ASSIGNMENT
Copy out, from the entries below, each line holding the string "fishing".
----- STUDY MATERIAL -----
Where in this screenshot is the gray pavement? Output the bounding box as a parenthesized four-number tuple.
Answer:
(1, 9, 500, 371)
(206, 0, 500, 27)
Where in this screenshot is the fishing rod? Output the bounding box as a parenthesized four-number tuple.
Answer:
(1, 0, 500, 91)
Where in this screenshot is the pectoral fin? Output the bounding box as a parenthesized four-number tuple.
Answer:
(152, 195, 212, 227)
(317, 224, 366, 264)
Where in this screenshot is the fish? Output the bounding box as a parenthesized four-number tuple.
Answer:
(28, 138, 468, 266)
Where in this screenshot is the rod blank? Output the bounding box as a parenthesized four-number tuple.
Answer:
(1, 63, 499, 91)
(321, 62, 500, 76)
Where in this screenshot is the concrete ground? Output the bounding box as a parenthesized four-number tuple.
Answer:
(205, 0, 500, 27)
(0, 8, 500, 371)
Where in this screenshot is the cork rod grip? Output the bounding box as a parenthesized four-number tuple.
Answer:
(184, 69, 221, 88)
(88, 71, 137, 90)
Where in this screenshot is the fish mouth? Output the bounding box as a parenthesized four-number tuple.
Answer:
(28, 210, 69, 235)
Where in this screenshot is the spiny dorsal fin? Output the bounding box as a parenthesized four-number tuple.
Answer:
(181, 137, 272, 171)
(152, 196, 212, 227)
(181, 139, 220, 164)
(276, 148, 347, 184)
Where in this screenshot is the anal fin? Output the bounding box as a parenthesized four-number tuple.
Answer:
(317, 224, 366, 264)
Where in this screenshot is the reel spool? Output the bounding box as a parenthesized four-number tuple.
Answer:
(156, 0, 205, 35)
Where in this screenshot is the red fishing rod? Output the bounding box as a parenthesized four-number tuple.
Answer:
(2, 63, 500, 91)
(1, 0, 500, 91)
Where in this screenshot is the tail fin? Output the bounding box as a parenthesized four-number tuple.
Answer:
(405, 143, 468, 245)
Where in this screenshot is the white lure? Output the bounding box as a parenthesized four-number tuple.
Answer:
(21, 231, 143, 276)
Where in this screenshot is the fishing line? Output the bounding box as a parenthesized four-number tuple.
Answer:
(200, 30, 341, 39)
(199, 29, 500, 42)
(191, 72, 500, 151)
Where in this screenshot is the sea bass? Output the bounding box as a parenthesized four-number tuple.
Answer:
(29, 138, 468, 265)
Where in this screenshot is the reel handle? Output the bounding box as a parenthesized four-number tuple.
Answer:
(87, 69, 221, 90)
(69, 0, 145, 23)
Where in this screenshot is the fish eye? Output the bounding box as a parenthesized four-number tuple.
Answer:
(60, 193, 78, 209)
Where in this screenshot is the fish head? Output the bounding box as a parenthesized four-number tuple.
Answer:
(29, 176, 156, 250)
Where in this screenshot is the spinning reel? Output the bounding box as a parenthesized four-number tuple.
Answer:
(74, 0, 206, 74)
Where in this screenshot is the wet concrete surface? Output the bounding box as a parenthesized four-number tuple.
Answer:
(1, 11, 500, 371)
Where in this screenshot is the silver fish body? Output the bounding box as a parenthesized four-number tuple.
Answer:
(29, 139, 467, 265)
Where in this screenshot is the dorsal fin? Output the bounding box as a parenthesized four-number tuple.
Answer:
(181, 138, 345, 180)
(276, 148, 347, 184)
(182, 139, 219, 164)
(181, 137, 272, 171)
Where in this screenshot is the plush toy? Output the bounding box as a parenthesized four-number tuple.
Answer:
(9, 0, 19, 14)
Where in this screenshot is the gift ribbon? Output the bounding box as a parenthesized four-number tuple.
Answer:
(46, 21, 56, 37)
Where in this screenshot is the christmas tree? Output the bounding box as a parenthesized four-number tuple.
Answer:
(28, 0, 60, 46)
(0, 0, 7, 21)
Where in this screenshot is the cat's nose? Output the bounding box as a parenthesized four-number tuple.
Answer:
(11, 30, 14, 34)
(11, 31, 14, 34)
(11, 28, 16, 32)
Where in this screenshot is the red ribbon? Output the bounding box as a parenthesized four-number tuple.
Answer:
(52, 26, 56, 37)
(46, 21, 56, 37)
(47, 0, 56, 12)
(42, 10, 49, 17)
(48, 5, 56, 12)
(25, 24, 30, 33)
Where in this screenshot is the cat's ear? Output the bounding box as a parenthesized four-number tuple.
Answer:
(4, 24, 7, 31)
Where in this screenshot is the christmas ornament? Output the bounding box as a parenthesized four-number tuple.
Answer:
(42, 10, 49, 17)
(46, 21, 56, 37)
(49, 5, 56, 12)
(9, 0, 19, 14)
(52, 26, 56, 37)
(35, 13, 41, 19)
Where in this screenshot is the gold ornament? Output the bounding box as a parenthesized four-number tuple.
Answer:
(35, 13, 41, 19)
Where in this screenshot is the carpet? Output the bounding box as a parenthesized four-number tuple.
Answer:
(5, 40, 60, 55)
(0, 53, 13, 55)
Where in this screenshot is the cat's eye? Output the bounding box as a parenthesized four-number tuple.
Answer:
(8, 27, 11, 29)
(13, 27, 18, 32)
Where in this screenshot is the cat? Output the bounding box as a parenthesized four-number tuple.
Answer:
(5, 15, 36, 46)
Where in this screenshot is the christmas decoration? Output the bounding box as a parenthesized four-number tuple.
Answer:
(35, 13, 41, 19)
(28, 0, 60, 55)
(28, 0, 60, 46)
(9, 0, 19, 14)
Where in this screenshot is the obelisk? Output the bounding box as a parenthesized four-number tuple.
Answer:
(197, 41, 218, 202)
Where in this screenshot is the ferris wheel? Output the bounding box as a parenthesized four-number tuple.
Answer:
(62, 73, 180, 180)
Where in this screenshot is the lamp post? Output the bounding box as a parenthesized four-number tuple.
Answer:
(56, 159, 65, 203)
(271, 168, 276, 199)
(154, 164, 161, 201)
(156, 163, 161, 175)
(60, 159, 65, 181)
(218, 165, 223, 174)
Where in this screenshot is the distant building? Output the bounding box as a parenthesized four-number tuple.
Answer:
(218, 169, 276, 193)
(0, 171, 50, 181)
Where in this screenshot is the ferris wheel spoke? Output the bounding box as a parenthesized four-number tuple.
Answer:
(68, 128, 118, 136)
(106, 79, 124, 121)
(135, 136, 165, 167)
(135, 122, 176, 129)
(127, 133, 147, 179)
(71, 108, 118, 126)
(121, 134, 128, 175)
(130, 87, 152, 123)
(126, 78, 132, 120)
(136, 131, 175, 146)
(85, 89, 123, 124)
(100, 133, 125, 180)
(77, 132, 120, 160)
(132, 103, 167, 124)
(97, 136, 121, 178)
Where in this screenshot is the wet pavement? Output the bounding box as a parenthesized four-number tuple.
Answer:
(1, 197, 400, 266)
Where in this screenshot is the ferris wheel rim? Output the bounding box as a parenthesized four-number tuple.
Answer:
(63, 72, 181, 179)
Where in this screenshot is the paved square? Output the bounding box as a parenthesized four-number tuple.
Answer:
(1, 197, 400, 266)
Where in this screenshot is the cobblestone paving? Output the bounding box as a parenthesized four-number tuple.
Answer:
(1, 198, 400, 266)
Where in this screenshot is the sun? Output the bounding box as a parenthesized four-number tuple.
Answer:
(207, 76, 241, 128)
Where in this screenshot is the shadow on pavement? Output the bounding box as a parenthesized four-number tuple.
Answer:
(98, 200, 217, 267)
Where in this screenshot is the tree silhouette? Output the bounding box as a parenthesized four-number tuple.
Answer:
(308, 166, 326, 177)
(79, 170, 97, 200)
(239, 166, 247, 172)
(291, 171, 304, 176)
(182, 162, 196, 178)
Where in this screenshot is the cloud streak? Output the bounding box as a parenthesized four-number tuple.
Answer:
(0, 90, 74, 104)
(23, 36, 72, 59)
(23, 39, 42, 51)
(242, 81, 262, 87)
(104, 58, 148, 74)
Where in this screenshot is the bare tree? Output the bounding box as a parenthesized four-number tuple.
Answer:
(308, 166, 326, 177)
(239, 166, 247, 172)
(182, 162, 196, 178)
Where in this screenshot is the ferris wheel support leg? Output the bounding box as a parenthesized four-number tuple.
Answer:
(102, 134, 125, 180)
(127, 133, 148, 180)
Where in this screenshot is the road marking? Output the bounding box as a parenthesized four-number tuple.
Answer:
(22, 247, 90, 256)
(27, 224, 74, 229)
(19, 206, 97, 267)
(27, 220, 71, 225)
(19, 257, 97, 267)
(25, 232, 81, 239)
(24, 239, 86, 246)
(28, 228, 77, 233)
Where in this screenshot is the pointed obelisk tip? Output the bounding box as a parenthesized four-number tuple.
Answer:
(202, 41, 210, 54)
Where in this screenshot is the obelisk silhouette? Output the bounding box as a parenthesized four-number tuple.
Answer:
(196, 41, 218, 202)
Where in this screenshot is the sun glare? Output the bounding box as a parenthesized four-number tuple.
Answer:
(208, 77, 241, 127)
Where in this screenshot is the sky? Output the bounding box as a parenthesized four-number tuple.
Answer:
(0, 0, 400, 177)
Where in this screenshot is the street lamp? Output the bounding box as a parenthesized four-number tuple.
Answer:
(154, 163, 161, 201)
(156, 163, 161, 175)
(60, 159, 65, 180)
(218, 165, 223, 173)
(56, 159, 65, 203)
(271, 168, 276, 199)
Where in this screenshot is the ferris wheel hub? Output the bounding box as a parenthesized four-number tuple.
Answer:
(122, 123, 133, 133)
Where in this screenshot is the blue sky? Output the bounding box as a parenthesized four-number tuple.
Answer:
-----
OUTPUT OF THE EXERCISE
Where in this screenshot is the fishing rod? Output the bounding box as a parenthesized four-number tuple.
Where in this screenshot is the red fishing rod? Output the bounding box as a parenthesized four-number tuple.
Where in this screenshot is the fishing line? Output the bounding box as a parenthesized four-number tuple.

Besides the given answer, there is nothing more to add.